Begin at the top of the following data. Copy each line exactly until you have copied the line containing "positive clicks: (389, 68)".

■ INPUT DATA ■

Content starts

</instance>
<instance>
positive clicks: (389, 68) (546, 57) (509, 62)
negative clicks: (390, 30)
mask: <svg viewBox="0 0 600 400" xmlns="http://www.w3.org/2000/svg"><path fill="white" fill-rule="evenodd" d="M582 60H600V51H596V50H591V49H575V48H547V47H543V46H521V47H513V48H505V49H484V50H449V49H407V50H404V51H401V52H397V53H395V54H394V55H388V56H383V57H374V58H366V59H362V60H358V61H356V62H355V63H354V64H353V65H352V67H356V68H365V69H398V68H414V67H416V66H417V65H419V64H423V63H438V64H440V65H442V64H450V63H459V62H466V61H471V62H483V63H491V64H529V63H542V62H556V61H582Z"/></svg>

Content ends

■ REPLY TO THE TASK ■
</instance>
<instance>
positive clicks: (389, 68) (546, 57) (509, 62)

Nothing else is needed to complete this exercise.